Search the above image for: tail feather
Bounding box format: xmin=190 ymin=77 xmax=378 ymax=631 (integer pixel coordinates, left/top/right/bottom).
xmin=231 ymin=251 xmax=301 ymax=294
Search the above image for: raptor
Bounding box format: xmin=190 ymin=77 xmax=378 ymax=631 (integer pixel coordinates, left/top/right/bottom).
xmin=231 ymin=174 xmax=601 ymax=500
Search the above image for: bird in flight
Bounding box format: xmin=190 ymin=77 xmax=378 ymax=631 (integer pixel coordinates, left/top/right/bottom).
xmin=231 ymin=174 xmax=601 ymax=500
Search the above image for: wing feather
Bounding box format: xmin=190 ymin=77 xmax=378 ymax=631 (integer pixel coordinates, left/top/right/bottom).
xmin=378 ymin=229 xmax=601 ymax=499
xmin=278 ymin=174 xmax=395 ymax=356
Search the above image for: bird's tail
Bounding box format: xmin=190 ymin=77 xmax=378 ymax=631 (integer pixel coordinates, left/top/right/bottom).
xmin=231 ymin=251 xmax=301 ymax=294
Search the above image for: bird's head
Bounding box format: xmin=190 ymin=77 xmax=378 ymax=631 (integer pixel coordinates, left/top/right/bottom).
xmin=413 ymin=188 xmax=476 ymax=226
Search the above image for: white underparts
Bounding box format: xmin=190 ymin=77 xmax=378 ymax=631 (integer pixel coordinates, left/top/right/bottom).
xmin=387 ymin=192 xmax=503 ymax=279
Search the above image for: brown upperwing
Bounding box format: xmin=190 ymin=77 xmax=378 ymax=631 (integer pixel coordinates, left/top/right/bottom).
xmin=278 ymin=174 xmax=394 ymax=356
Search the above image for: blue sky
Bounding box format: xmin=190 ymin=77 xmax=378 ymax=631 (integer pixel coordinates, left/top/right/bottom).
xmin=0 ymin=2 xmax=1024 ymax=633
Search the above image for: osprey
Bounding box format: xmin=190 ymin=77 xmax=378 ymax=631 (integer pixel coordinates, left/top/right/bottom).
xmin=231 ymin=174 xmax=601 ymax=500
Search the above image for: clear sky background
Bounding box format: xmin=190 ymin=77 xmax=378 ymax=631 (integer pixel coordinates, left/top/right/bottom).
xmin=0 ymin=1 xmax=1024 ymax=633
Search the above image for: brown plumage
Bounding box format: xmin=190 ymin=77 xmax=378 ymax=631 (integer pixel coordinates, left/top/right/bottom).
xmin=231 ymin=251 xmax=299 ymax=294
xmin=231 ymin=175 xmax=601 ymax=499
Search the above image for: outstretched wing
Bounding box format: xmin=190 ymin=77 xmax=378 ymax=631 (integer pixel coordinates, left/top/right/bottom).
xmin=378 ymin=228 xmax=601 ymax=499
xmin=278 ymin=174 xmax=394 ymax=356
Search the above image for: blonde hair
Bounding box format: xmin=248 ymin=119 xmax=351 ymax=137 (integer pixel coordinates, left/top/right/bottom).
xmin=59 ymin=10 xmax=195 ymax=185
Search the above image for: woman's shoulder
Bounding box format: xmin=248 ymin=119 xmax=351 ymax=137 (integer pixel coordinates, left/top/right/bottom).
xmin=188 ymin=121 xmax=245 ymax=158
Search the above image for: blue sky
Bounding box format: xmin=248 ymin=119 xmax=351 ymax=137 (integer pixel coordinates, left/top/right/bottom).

======

#### [Objective]
Can you copy out the records above verbatim, starting at the line containing "Search the above image for: bird's tail" and ending at the line containing "xmin=0 ymin=2 xmax=1024 ymax=633", with both of those lines included and nothing else?

#### [Answer]
Search the above image for: bird's tail
Bounding box format: xmin=190 ymin=77 xmax=378 ymax=631 (integer pixel coordinates, left/top/right/bottom).
xmin=231 ymin=251 xmax=301 ymax=294
Search the above image for: bird's head
Bounding box format: xmin=190 ymin=77 xmax=378 ymax=631 (integer pixel coordinates, left/top/right/bottom).
xmin=413 ymin=188 xmax=476 ymax=226
Search the above image for: white underparts
Bounding box format: xmin=190 ymin=77 xmax=378 ymax=631 (integer pixel coordinates, left/top/right/bottom).
xmin=387 ymin=192 xmax=503 ymax=279
Search the above image for: brown upperwing
Bounding box format: xmin=190 ymin=77 xmax=378 ymax=631 (integer pixel coordinates, left/top/right/bottom).
xmin=278 ymin=174 xmax=394 ymax=356
Search the above image for: blue sky
Bounding box format: xmin=190 ymin=77 xmax=378 ymax=631 (integer pixel coordinates, left/top/right/bottom).
xmin=0 ymin=2 xmax=1024 ymax=633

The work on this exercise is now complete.